● **What you need to do**
Switch each "water" to "lake" in the material from the line with "FLASHCARD FRONT: Where is the shadow" up to and including the line with "[115,291,1020,762]". Give back only those lines, with everything else unchanged.
## START
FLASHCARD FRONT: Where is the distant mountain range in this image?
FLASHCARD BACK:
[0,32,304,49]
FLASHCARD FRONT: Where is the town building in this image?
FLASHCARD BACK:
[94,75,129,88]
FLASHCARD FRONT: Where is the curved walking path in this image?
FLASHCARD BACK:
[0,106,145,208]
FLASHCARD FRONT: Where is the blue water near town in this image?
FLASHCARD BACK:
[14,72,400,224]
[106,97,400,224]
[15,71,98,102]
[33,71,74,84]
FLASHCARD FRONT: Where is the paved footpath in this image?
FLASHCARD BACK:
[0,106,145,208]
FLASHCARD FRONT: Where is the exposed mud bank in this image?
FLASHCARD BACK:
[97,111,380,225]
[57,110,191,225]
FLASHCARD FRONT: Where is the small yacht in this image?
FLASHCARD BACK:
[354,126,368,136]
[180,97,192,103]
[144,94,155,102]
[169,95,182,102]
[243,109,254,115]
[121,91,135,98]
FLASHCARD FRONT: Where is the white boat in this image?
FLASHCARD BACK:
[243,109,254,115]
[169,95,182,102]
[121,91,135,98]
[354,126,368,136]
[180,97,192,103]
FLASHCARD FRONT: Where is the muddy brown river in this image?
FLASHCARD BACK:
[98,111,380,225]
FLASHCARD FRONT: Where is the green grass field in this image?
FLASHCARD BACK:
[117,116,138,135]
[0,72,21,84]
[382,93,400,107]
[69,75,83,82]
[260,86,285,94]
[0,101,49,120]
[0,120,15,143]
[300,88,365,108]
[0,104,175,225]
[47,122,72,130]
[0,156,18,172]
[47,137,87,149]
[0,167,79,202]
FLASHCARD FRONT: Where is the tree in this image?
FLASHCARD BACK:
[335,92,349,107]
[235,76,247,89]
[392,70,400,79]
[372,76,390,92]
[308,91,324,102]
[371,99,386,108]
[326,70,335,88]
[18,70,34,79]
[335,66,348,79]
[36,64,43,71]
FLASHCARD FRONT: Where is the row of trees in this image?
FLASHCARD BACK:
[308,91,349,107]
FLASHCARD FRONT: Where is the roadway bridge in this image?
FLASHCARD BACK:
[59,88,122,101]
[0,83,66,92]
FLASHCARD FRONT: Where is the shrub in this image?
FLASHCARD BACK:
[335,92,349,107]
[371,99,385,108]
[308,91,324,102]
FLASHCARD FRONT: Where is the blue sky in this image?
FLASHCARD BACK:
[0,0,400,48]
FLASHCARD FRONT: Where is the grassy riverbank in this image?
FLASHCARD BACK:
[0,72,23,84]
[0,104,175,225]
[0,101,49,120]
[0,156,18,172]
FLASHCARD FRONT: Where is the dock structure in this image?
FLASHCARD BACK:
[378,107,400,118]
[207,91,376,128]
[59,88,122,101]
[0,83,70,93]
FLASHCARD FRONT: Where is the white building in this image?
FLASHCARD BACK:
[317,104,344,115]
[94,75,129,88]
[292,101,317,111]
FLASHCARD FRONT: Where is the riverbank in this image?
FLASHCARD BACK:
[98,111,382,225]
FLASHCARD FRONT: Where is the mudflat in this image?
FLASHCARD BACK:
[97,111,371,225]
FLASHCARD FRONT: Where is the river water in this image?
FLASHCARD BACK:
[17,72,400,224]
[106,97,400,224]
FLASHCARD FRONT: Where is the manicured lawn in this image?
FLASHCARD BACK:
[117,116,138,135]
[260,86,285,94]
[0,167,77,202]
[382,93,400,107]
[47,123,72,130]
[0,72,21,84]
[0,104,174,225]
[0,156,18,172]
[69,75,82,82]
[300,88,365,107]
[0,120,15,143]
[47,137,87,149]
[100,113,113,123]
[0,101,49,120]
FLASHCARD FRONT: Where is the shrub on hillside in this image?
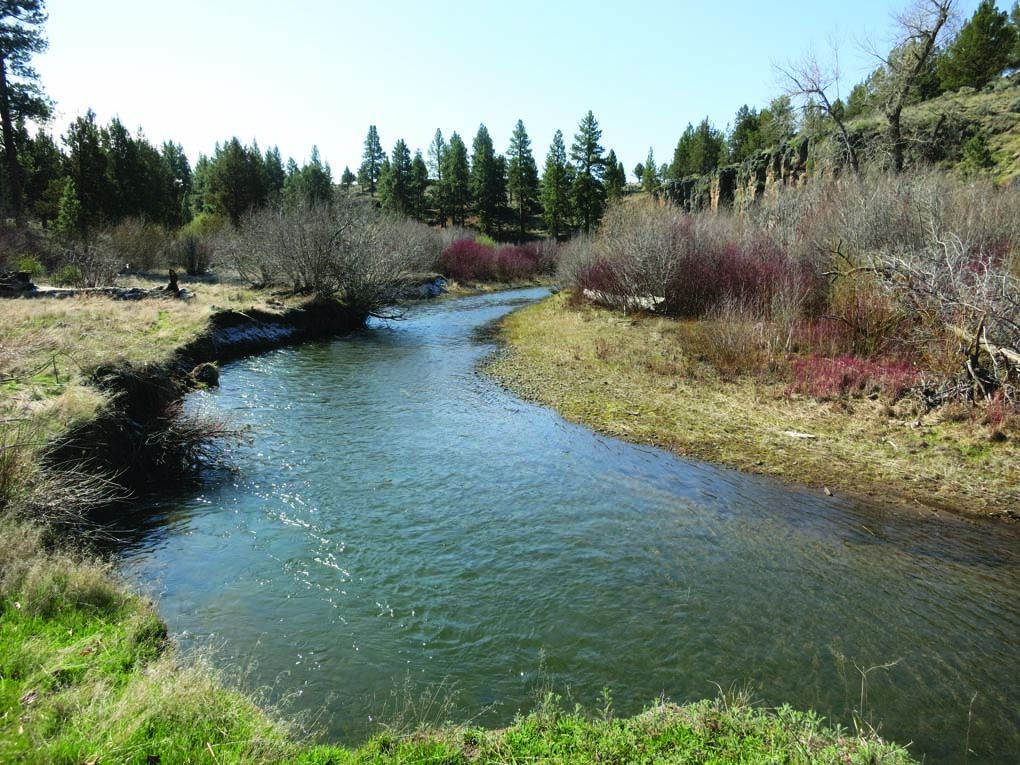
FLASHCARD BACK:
[233,199,439,313]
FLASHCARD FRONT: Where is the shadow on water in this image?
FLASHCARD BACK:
[111,290,1020,763]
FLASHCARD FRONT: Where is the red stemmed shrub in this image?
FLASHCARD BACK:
[440,239,542,282]
[786,356,920,401]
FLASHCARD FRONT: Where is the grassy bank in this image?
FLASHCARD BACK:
[0,279,297,437]
[490,294,1020,515]
[0,286,910,765]
[0,517,911,765]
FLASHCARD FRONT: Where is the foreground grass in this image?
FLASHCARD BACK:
[0,516,911,765]
[490,295,1020,514]
[0,287,911,765]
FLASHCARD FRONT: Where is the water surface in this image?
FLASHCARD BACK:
[121,290,1020,763]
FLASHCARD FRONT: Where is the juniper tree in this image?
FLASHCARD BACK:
[877,0,953,172]
[570,110,606,232]
[938,0,1017,90]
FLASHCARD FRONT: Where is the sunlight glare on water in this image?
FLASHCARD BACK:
[120,290,1020,763]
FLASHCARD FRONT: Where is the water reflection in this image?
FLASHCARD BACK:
[115,291,1020,762]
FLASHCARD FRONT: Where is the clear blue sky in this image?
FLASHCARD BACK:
[37,0,1005,177]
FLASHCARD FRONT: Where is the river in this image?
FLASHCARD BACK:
[119,290,1020,763]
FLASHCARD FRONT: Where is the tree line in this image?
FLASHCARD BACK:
[357,111,626,237]
[0,0,1020,242]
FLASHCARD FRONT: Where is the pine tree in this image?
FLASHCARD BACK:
[411,150,428,220]
[641,146,660,193]
[17,129,62,224]
[204,138,266,226]
[283,146,333,204]
[160,141,194,228]
[570,110,606,232]
[379,139,412,214]
[938,0,1017,90]
[428,128,447,225]
[1010,2,1020,69]
[605,149,627,201]
[507,119,539,237]
[471,124,503,234]
[340,165,358,194]
[542,131,572,238]
[358,124,386,197]
[60,109,113,235]
[262,146,287,201]
[0,0,51,222]
[439,133,471,225]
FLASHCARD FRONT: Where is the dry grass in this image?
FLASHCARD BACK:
[0,277,297,438]
[490,295,1020,514]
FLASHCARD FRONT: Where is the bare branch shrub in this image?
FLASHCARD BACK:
[56,239,125,288]
[560,171,1020,404]
[228,198,440,313]
[148,401,242,471]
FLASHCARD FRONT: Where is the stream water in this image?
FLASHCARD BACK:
[119,290,1020,763]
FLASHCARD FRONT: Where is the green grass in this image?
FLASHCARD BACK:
[490,294,1020,515]
[0,514,912,765]
[0,283,911,765]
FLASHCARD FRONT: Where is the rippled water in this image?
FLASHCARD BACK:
[115,291,1020,763]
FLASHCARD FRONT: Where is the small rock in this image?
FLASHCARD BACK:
[191,363,219,388]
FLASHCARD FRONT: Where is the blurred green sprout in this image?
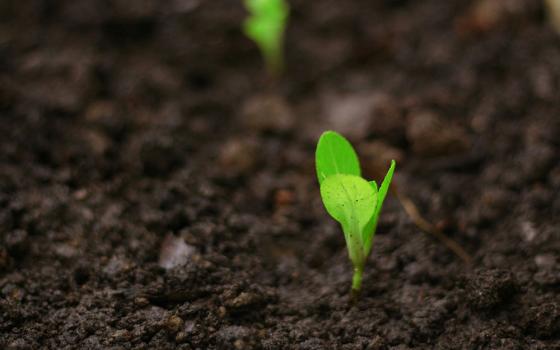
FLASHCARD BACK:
[243,0,289,76]
[315,131,395,298]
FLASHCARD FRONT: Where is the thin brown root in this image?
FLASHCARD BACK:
[393,187,472,265]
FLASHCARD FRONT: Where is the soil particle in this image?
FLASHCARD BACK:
[322,91,405,142]
[406,111,471,157]
[466,269,519,310]
[159,234,194,269]
[219,138,258,176]
[240,94,296,132]
[528,303,560,339]
[0,0,560,350]
[4,230,30,258]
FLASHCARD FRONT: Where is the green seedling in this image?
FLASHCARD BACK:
[315,131,395,298]
[243,0,289,76]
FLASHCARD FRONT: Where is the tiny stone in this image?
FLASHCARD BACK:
[218,306,227,318]
[535,254,556,268]
[241,94,295,132]
[134,297,150,306]
[165,315,184,333]
[233,339,245,350]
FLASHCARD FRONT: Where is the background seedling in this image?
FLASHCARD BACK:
[315,131,395,298]
[243,0,289,76]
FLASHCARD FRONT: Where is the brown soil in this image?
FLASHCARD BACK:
[0,0,560,349]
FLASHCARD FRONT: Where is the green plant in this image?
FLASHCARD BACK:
[243,0,289,75]
[315,131,395,297]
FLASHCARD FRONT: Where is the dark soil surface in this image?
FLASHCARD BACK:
[0,0,560,350]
## END
● **Answer below**
FLASHCARD FRONT: Where is the shadow on lake in this image?
FLASHCARD BACK:
[111,290,1020,763]
FLASHCARD FRONT: Where is the red stemmed shrub in this image?
FLASHCARD BACK:
[440,239,542,282]
[786,356,920,401]
FLASHCARD FRONT: Where is the grassy bank in this image?
FLASHCARD BACK:
[0,279,297,437]
[490,294,1020,515]
[0,286,910,765]
[0,517,911,765]
FLASHCARD FRONT: Where is the foreground grass in this image?
FLASHCARD BACK:
[0,516,911,765]
[490,295,1020,514]
[0,287,911,765]
FLASHCARD FRONT: Where is the lake surface in this image?
FLASHCARD BACK:
[121,290,1020,763]
FLASHCARD FRONT: Where is the juniper tree in this image?
FLASHCARD BACK:
[877,0,953,172]
[570,110,606,232]
[938,0,1017,90]
FLASHCARD FRONT: Where is the sunlight glare on lake in this image?
FLASHCARD BACK:
[120,290,1020,763]
FLASHCARD FRONT: Where is the lake reflection in this image?
FLASHCARD BACK:
[115,291,1020,762]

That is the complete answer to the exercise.